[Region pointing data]
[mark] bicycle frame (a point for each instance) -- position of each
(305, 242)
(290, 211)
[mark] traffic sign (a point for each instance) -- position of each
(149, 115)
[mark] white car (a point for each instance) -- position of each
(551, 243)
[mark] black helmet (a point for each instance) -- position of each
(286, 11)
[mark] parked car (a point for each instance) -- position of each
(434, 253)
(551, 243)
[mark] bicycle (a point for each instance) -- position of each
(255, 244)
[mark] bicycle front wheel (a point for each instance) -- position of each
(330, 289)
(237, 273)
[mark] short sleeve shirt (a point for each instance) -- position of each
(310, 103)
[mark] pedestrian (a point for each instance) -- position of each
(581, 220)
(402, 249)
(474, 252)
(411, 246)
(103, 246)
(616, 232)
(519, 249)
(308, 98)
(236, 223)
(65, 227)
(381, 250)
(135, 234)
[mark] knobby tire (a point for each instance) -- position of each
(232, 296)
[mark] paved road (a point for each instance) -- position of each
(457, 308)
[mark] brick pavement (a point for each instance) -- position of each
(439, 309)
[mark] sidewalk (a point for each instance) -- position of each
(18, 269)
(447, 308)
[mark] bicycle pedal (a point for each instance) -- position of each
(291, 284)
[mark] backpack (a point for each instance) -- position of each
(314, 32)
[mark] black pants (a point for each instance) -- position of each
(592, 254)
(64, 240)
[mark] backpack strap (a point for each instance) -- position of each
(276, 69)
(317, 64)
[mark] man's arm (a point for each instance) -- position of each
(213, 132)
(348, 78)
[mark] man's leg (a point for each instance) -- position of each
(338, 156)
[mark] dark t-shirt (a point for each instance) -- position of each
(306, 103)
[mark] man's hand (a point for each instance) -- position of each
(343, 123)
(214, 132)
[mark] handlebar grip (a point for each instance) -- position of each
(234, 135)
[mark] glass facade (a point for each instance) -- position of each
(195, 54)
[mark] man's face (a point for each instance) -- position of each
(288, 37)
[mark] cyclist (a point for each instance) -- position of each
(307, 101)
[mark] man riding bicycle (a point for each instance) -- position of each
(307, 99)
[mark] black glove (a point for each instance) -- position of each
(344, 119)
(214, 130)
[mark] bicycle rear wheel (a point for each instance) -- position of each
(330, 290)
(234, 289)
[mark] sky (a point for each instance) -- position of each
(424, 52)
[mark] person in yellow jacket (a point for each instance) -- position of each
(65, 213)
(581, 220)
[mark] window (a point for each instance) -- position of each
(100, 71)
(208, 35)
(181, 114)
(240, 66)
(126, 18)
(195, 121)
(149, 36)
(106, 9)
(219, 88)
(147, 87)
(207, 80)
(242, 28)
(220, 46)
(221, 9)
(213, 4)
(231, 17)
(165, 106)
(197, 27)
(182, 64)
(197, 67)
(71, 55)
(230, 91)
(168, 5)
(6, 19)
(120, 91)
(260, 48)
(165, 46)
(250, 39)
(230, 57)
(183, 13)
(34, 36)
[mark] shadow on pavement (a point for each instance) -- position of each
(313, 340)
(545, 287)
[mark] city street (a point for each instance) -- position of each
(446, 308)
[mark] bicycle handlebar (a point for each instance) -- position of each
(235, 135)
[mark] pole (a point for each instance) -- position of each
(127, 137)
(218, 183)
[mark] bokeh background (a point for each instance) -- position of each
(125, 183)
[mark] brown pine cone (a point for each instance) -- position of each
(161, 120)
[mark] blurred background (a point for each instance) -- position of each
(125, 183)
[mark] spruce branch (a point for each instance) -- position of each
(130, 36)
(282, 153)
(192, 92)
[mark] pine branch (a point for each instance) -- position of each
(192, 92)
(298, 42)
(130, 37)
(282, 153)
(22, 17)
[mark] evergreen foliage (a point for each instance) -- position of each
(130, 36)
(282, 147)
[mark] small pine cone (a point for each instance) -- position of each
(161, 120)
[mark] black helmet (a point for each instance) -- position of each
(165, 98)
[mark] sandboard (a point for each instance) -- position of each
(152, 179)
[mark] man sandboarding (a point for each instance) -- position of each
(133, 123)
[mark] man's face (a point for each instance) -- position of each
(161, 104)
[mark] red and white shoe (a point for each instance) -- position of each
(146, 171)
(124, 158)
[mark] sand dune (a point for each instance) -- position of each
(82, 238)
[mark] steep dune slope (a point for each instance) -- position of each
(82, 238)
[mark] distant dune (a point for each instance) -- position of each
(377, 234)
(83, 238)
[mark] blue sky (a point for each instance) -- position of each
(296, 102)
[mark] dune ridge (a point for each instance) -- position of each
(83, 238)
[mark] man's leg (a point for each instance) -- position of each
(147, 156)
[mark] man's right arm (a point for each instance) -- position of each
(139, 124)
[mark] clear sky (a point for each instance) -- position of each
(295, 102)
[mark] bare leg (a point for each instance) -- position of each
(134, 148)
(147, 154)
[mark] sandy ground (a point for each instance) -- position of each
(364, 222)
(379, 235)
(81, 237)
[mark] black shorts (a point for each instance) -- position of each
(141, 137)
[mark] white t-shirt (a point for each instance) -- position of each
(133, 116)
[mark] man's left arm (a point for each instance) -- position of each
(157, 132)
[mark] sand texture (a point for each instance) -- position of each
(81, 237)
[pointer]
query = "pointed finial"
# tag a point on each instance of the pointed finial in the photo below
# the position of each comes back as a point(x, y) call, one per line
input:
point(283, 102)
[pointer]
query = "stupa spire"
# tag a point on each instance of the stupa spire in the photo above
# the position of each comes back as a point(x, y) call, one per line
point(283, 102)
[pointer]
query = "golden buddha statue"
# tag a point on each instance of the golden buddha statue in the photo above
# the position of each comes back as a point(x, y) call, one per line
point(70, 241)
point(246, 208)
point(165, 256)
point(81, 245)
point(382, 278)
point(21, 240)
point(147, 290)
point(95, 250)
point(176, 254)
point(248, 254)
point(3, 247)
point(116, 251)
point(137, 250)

--- The problem ---
An exact repetition of all the records above is required.

--- Response to the exercise ---
[mark] bicycle frame (a point for each instance) -- position of each
(305, 242)
(290, 211)
[mark] traffic sign (a point for each instance) -- position of each
(149, 115)
[mark] white car (a point for each instance) -- position of each
(551, 243)
[mark] black helmet (a point for each instance) -- position of each
(286, 11)
[mark] parked car (a point for each instance) -- position of each
(434, 253)
(551, 243)
[mark] bicycle (a point for each instance) -- position of each
(255, 244)
[mark] bicycle front wheel (a point for each instance) -- position of each
(330, 289)
(237, 273)
[mark] short sleeve shirt (a point for each instance) -- position of each
(310, 103)
[mark] pedestrian (a point for each instance) -- position of each
(581, 220)
(402, 249)
(474, 252)
(411, 246)
(103, 246)
(616, 232)
(519, 249)
(308, 98)
(236, 223)
(65, 227)
(381, 250)
(135, 234)
[mark] knobby tire (a point for each instance) -- position of each
(232, 296)
[mark] paved road (a point for each instance) -- position of each
(457, 308)
[mark] brick pavement (a point for each instance) -- position of each
(439, 309)
[mark] sidewalk (a point for each instance) -- position of each
(18, 269)
(447, 308)
[mark] bicycle pedal (a point for each instance) -- position of each
(291, 284)
[mark] backpack (a point for each instance) -- position of each
(314, 32)
[mark] black pants (a point for each instance) -- position of each
(592, 254)
(64, 240)
[mark] backpack strap (a point for each instance) -- position of each
(276, 69)
(317, 64)
[mark] man's arm (a point for each instance) -- position of each
(213, 132)
(348, 78)
[mark] man's leg (a point for each instance) -- position of each
(338, 156)
[mark] dark t-shirt (a point for each instance) -- position of each
(306, 103)
[mark] man's hand (a point for each instance) -- position of each
(343, 123)
(214, 132)
[mark] handlebar grip (a point for each instance) -- position of each
(234, 135)
[mark] glass facade (a point for each instance) -- position of each
(195, 54)
[mark] man's face (a point for each instance) -- position of each
(288, 37)
[mark] cyclist (a point for each instance) -- position of each
(307, 101)
[mark] man riding bicycle (a point for each instance) -- position of each
(307, 99)
[mark] black glove (a point for each instance) -- position of each
(344, 119)
(214, 130)
[mark] bicycle rear wheel (a point for each instance) -- position of each
(330, 290)
(234, 289)
[mark] sky (a point for each instance) -- position of each
(424, 52)
[mark] person in yellow jacket (a point for each instance) -- position of each
(65, 213)
(581, 220)
[mark] window (a point for each instance) -- position of each
(100, 71)
(208, 35)
(181, 114)
(240, 66)
(126, 18)
(195, 121)
(149, 36)
(106, 9)
(219, 88)
(147, 87)
(207, 80)
(242, 28)
(220, 46)
(221, 9)
(213, 4)
(231, 17)
(165, 106)
(197, 27)
(182, 64)
(197, 67)
(71, 55)
(230, 91)
(168, 5)
(6, 19)
(120, 91)
(260, 48)
(165, 46)
(250, 39)
(230, 57)
(183, 13)
(34, 36)
[mark] shadow on pavement (a point for each instance) -- position of each
(313, 340)
(545, 287)
[mark] city street (a point for each instance) -- position of each
(446, 308)
[mark] bicycle handlebar (a point for each instance) -- position of each
(235, 135)
[mark] pole (a point for each instance) -- position of each
(127, 137)
(218, 183)
[mark] bokeh background (a point for each instance) -- position of each
(125, 183)
[mark] brown pine cone (a point for each instance) -- position of each
(161, 120)
[mark] blurred background (a point for each instance) -- position of each
(125, 183)
[mark] spruce branch (a point for each instance) -- position of each
(130, 36)
(282, 153)
(192, 92)
[mark] pine branch (a point for each instance) -- position of each
(192, 92)
(298, 42)
(130, 37)
(282, 153)
(22, 17)
[mark] evergreen foliage (a point for each instance) -- position of each
(130, 36)
(282, 147)
[mark] small pine cone (a point for each instance) -- position of each
(161, 120)
[mark] black helmet (a point for each instance) -- position of each
(165, 98)
[mark] sandboard (a point for each instance) -- position of each
(152, 179)
[mark] man sandboarding (a point for each instance) -- position of each
(133, 123)
[mark] man's face (a point for each instance) -- position of each
(161, 104)
[mark] red and white shoe (a point for each instance) -- position of each
(146, 171)
(124, 158)
[mark] sand dune (a point for each instance) -- position of each
(82, 238)
[mark] steep dune slope (a point for each instance) -- position of each
(82, 238)
[mark] distant dune (a point for each instance) -- position of each
(377, 234)
(83, 238)
[mark] blue sky (a point for each instance) -- position of each
(296, 102)
[mark] dune ridge (a point for each instance) -- position of each
(83, 238)
[mark] man's leg (a point for each instance) -- position of each
(147, 156)
[mark] man's right arm (a point for each instance) -- position of each
(139, 124)
[mark] clear sky (a point for each instance) -- position of each
(295, 102)
[mark] bare leg (a point for each instance) -- position of each
(134, 148)
(147, 154)
[mark] sandy ground (a point for each instance) -- position of each
(364, 222)
(379, 235)
(81, 237)
[mark] black shorts (a point for each instance) -- position of each
(141, 137)
[mark] white t-shirt (a point for each instance) -- position of each
(133, 116)
[mark] man's left arm (a point for each instance) -- position of each
(157, 132)
[mark] sand texture (a point for each instance) -- position of each
(81, 237)
[pointer]
query = "pointed finial"
# tag a point on each instance of the pointed finial in the photo below
# the position of each comes back as a point(x, y) call, one per line
input:
point(283, 102)
[pointer]
query = "stupa spire"
# tag a point on each instance of the stupa spire in the photo above
# the position of each comes back as a point(x, y) call, one per line
point(283, 102)
[pointer]
query = "golden buddha statue"
# tag a point on each instance of the golden buddha statue in the photo above
# the position of each comes back as a point(x, y) call, one per line
point(70, 241)
point(246, 208)
point(165, 256)
point(81, 245)
point(382, 278)
point(21, 240)
point(147, 290)
point(95, 250)
point(176, 254)
point(248, 254)
point(3, 247)
point(116, 251)
point(137, 250)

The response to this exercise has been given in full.